____ ФРАГМЕНТ ТЕКСТА

НАУЧНЫЕ ЭКСПЕРТЫ ОСУЖДАЮТ ЭТИЧЕСКУЮ СТОРОНУ РАКОВЫХ ИССЛЕДОВАНИЙ

 

Они утверждали, что, похоже, нюрнбергский кодекс не распространяется на США, где отсутствуют законы, защищающие подопытных в научных исследованиях. Журнал Science назвал происходящее «самыми жаркими публичными дебатами о медицинской этике со времен Нюрнбергского процесса». В журнале говорилось: «Нынешняя ситуация представляется скорее опасной для любого человека». Репортер Science спросил Саутэма, почему он не делал инъекции себе самому, если они были такими безвредными, как он клятвенно утверждал.

«Давайте посмотрим правде в глаза, — ответил Саутэм. — Квалифицированных исследователей рака достаточно мало, и явно глупым было бы идти даже на малый риск».

Пациенты, без их ведома получившие от Саутэма инъекции раковых клеток, прочли статьи и начали связываться с журналистами. Генеральный прокурор штата Нью-Йорк Луи Лефковиц, как и многие, узнал об исследовании Саутэма из СМИ и немедленно начал свое собственное расследование. В пятистраничном документе, полном восклицательных знаков, он обвинил Саутэма и Манделя в мошенничестве и непрофессиональном поведении, а также потребовал, чтобы попечительский совет Нью-Йоркского университета аннулировал их медицинские лицензии. Лефковиц писал: «Каждое человеческое существо имеет неотчуждаемое право решать, что будут делать с его собственным телом. Поэтому эти пациенты имели право знать… о содержимом шприца, а если это знание вызвало бы у них страх и беспокойство или испугало бы их, они имели право устрашиться и испугаться и соответственно отказаться от участия в эксперименте».

________
____ ПРИВЕДЁННЫЕ ДАННЫЕ

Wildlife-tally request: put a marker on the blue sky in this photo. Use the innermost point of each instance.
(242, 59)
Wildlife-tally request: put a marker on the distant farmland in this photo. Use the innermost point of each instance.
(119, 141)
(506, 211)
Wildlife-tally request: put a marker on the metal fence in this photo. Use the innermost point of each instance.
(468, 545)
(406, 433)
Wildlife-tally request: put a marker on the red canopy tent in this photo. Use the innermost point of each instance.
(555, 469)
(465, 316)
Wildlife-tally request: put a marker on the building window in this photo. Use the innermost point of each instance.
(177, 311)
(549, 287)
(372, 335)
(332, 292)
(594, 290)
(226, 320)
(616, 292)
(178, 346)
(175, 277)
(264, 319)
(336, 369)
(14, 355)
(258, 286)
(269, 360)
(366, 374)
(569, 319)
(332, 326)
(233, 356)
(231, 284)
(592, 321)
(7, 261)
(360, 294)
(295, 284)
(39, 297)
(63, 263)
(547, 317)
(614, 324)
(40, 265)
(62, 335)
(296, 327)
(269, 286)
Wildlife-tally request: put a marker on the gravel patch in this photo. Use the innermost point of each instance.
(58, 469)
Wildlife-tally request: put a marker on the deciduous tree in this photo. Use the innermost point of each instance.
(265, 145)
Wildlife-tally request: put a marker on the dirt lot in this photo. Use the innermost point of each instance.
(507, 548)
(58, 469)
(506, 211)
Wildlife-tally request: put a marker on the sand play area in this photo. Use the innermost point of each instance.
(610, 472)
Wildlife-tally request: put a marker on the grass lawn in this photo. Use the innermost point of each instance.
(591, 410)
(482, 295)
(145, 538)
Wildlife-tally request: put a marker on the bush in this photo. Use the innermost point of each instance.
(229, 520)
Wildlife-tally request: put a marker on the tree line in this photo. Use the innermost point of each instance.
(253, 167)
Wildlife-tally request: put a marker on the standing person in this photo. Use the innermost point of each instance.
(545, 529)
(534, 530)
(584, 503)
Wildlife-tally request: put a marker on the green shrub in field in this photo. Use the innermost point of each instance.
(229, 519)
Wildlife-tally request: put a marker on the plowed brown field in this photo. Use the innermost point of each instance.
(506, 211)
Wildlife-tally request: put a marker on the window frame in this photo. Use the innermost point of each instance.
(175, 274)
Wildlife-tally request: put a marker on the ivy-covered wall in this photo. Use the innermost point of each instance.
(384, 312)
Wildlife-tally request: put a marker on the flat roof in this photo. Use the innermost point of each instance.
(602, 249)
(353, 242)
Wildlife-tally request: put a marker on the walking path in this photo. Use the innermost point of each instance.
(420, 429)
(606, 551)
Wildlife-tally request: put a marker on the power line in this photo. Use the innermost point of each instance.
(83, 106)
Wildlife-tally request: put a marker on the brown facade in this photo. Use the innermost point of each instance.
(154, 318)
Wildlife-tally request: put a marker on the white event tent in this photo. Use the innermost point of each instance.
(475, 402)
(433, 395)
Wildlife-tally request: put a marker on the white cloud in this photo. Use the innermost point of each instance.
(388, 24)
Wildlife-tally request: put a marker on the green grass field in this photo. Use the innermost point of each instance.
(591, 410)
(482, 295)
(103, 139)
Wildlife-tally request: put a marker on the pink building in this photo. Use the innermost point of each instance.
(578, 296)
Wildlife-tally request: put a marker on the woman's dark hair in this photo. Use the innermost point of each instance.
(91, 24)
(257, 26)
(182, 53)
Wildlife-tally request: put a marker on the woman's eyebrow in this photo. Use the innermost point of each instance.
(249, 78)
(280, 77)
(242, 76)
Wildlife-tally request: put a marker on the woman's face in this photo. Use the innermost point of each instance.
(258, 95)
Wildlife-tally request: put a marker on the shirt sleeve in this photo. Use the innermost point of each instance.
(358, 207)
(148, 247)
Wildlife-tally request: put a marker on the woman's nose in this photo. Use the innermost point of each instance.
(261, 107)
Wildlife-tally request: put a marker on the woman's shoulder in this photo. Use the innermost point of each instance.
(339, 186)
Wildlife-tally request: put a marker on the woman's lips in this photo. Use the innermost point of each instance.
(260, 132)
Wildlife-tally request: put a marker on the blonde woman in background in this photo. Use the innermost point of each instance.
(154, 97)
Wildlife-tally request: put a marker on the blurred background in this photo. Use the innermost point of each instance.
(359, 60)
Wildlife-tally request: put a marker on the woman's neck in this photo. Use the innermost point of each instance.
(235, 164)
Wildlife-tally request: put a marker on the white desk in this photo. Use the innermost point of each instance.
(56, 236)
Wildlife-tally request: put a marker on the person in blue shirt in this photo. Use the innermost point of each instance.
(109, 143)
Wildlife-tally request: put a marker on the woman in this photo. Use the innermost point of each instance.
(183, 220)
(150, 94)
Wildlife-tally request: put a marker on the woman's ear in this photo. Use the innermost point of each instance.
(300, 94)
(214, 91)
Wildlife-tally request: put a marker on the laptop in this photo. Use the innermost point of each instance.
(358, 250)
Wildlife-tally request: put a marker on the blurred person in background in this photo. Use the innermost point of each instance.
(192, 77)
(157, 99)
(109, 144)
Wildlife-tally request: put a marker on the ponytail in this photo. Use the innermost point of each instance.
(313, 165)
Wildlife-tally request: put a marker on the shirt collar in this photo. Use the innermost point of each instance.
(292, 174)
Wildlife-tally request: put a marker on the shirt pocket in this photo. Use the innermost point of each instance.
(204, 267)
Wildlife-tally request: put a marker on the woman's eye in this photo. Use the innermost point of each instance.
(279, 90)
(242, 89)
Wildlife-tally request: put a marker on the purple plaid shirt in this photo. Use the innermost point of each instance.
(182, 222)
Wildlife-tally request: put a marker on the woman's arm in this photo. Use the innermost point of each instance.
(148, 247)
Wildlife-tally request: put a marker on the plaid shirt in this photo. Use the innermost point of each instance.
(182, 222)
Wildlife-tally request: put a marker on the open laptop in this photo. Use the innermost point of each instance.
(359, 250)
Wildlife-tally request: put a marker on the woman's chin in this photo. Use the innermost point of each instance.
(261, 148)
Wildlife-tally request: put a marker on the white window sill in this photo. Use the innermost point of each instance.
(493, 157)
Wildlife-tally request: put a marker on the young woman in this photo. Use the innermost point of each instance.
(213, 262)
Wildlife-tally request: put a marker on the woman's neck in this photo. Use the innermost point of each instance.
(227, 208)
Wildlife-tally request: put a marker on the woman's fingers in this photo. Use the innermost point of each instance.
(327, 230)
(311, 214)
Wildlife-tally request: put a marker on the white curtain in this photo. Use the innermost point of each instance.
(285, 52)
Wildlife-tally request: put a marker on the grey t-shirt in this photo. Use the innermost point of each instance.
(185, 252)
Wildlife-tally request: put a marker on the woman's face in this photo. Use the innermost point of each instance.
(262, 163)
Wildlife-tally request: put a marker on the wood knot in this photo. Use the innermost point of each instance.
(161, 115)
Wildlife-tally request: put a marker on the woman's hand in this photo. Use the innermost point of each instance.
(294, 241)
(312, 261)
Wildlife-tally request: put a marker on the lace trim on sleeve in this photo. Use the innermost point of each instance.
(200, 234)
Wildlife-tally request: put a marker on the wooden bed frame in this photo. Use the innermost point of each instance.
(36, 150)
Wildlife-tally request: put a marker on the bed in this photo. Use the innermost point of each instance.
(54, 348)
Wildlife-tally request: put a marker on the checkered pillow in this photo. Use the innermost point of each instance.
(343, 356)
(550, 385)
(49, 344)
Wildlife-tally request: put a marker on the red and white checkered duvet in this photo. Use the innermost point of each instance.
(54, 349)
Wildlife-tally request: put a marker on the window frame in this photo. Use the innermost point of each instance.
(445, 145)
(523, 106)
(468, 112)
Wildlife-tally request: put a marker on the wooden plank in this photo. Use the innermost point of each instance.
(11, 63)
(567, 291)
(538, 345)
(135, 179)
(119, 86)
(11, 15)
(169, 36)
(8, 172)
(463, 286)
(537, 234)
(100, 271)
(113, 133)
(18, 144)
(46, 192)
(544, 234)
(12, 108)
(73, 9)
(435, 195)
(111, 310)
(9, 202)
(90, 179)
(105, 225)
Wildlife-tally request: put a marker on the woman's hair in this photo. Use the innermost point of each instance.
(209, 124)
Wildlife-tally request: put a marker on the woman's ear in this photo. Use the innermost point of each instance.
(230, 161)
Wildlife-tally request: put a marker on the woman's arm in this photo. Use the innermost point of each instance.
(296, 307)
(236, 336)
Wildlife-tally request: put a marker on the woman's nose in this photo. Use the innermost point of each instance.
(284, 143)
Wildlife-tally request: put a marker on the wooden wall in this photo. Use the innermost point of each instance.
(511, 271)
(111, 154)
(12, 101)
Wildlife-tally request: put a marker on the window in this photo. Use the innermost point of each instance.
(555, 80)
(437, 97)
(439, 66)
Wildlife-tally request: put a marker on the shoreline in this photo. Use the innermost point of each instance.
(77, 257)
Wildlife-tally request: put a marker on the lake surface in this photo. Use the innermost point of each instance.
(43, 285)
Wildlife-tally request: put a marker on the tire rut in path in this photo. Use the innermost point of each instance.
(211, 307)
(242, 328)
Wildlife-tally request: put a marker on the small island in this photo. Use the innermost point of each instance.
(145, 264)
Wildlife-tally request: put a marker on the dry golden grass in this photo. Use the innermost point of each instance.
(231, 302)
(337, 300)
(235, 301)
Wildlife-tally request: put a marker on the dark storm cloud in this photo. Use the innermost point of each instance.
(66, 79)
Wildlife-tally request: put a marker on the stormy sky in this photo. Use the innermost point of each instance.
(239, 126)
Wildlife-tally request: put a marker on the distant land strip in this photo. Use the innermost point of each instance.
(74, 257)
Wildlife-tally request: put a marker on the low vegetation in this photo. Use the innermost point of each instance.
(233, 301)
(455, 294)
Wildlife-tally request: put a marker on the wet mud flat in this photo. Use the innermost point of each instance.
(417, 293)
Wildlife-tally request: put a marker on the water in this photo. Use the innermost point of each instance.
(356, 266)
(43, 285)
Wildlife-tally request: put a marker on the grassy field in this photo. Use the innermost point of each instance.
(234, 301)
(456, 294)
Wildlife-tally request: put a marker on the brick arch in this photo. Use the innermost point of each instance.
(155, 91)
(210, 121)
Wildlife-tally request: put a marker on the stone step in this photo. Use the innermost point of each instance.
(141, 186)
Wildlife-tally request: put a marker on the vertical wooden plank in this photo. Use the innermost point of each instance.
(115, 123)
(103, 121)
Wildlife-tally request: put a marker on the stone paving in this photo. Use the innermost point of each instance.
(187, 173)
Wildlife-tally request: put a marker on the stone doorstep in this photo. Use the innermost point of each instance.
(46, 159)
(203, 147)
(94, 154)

________

# ЗАДАНИЯ
• a. Что, согласно фрагменту о спорах вокруг исследований Саутэма, Лефковиц потребовал от попечительского совета Нью-Йоркского университета?
• b. Продолжите фрагмент о спорах вокруг исследований Саутэма, начав сразу после его последнего предложения.

# ОТВЕТЫ К ЗАДАНИЯМ
• a. Аннулировать медицинские лицензии Саутэма и Манделя.

• b.
Многие врачи свидетельствовали в пользу Саутэма перед попечительским советом и СМИ, говоря, что они десятки лет проводили похожие исследования. Они доказывали, что не было необходимости открывать подопытным всю информацию об исследовании или получать их согласие во всех случаях, и поэтому поведение Саутэма считалось этичным. Адвокат Саутэма заявлял: «Если все — профессионалы в данной области поступают так же, то как вы можете называть это непрофессиональным поведением?»

Это заявление привело попечительский совет в замешательство. 10 июня 1965 года Комитет по медицинским жалобам признал Саутэма и Манделя виновными в «мошенничестве или обмане, а также в непрофессиональном ведении медицинской практики» и рекомендовал приостановить действие их медицинских лицензий на один год. В решении совета было написано: «В ходе данного судебного разбирательства была письменно засвидетельствована позиция некоторых врачей, согласно которой они могут и впредь делать что угодно… и что согласие пациента является пустой формальностью. Мы не можем с этим согласиться».

Было высказано требование более детально регламентировать клинические исследования: «Мы верим, что данная дисциплинарная мера послужит строгим предупреждением, что страсть к исследованиям не должна доходить до нарушения основных прав и неприкосновенности человеческой личности».

Приостановку действия лицензий Саутэма и Манделя было решено заменить годовым испытательным сроком для обоих. Этот случай, похоже, мало повлиял на профессиональную репутацию Саутэма — вскоре по окончании испытательного срока он был избран президентом Американской ассоциации исследований в области рака. Тем не менее этот прецедент привел к одному из крупнейших изменений в сфере контроля над научными исследованиями за всю историю экспериментов на людях.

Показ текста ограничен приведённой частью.